Work instructions:
Count how many rows below contain the string "stone", with case counting, and reply with only that number.

Record excerpts:

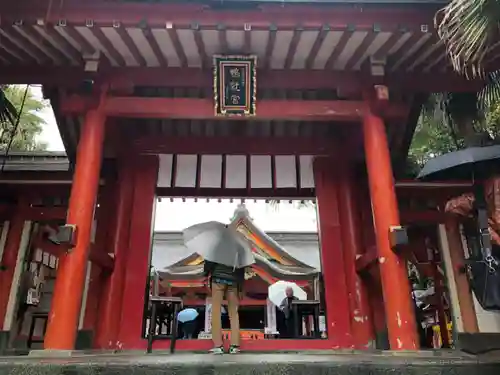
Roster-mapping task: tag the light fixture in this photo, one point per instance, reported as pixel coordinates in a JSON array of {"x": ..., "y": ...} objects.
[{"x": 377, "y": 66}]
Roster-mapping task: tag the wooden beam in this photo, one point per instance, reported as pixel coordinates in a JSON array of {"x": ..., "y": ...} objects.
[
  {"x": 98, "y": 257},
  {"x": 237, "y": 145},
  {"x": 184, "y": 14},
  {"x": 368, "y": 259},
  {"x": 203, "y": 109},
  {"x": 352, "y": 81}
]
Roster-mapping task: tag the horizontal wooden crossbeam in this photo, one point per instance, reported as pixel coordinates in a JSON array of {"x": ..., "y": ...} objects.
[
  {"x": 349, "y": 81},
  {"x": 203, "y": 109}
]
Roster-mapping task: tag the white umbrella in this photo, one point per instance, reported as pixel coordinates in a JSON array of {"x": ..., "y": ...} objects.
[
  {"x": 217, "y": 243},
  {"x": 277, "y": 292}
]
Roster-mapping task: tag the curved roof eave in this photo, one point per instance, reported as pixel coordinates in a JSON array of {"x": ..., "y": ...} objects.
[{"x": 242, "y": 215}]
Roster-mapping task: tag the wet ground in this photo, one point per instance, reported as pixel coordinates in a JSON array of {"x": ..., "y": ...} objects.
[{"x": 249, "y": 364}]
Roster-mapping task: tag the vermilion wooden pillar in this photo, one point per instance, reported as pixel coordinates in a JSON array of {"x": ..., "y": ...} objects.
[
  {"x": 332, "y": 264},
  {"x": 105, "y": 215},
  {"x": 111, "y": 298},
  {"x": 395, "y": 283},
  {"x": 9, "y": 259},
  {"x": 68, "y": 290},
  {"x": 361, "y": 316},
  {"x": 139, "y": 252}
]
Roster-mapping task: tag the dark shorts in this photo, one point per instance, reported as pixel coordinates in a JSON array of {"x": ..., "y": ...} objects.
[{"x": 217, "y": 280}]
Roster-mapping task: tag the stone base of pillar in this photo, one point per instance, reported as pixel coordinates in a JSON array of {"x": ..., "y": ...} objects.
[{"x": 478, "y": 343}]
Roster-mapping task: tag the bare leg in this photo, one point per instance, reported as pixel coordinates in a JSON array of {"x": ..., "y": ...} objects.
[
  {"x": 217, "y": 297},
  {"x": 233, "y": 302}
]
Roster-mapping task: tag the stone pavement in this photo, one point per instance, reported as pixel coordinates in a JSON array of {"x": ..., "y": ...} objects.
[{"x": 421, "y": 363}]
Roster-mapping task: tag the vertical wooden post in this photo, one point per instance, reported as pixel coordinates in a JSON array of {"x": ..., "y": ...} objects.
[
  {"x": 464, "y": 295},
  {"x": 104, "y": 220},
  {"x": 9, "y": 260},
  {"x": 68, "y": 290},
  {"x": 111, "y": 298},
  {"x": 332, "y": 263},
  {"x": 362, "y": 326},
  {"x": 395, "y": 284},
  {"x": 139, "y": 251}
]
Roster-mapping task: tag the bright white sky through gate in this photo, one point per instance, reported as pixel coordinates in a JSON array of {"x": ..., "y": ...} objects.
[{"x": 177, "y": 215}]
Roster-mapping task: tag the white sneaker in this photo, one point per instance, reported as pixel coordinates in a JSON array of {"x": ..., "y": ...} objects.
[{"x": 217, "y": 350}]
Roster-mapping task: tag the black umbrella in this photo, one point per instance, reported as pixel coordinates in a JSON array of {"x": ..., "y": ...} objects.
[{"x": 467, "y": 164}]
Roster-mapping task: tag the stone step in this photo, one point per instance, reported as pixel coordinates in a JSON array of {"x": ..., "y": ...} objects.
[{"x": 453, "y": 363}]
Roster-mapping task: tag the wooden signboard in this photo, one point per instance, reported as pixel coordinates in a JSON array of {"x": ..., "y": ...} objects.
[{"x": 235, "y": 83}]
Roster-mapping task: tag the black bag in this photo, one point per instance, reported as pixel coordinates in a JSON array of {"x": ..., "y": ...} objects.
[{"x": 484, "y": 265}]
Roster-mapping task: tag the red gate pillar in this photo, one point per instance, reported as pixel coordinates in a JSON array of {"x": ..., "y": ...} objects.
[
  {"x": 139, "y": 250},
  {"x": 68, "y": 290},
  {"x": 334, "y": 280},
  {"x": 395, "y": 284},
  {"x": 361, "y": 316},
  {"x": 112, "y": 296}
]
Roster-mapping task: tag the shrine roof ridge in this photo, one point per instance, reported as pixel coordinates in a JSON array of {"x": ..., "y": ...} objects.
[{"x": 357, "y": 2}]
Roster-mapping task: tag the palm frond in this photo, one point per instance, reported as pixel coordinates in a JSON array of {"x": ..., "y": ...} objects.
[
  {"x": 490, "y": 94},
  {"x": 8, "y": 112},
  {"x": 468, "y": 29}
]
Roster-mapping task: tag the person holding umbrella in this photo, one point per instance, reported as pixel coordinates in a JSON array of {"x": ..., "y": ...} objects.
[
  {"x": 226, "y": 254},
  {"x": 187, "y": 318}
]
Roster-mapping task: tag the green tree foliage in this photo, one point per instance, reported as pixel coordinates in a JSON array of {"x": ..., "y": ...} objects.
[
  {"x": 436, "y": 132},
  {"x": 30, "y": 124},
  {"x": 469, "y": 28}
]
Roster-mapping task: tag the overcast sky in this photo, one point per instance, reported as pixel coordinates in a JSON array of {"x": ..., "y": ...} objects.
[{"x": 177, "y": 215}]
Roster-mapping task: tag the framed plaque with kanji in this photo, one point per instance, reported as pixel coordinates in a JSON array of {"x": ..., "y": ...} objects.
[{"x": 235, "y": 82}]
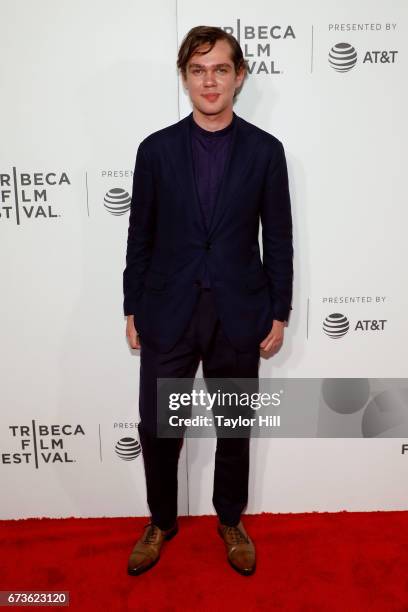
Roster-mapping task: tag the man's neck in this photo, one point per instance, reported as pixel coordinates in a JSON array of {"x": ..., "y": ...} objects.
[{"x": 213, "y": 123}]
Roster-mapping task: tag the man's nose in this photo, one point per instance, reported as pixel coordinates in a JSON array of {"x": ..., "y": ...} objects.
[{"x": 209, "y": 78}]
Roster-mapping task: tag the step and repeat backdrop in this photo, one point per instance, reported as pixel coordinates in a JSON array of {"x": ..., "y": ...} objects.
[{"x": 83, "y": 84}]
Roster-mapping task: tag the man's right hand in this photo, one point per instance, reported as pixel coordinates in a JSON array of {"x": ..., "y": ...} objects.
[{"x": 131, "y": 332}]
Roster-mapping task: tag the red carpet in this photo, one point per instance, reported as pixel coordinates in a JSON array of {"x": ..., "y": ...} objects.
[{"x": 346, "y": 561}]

* * *

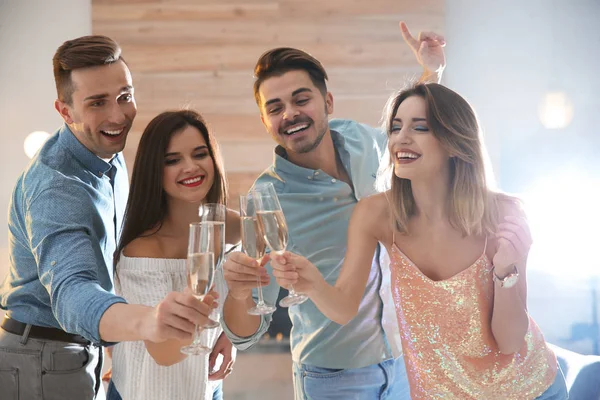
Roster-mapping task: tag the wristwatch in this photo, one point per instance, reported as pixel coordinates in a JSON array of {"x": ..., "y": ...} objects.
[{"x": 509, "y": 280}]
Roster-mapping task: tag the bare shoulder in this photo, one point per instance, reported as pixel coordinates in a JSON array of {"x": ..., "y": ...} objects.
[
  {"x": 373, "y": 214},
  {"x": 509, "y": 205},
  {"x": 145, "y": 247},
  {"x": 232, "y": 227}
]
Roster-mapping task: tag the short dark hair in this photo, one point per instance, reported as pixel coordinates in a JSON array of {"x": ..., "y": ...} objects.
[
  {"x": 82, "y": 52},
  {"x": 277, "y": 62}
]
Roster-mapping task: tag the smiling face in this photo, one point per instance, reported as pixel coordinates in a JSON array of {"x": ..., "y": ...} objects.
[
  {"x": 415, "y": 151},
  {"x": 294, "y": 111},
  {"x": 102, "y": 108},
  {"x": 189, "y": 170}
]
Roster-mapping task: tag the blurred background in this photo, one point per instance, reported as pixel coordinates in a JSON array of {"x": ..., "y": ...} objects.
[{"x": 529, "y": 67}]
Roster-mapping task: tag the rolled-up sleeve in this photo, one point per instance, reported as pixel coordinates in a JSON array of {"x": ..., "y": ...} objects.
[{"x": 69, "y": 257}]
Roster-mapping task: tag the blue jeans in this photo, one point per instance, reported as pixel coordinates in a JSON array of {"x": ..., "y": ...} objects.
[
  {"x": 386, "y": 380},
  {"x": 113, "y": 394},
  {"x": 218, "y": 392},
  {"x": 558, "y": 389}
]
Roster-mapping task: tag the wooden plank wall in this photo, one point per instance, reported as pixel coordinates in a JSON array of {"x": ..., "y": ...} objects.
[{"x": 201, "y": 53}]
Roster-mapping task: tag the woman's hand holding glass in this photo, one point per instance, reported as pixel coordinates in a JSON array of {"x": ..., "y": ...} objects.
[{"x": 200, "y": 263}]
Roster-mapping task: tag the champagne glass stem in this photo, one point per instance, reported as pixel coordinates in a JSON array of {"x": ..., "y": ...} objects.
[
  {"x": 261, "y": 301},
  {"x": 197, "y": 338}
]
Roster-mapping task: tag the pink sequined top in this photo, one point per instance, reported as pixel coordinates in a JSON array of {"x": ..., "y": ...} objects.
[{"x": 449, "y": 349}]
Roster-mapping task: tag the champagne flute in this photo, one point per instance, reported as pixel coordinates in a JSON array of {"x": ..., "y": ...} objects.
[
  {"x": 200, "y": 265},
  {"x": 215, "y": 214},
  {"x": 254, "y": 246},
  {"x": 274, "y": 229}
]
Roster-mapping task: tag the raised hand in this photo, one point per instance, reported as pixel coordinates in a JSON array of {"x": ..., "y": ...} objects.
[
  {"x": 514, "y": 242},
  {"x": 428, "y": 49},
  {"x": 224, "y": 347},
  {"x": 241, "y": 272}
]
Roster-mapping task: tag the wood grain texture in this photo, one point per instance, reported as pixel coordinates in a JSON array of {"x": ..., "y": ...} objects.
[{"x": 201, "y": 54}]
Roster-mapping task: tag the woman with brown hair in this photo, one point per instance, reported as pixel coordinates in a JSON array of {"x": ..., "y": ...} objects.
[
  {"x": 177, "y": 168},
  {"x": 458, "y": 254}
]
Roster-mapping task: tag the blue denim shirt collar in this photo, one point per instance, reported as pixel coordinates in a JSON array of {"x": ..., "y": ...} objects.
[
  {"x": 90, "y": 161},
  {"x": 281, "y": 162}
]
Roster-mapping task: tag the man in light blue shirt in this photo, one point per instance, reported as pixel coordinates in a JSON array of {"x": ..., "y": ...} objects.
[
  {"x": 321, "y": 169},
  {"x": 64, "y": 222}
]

Result for this exercise:
3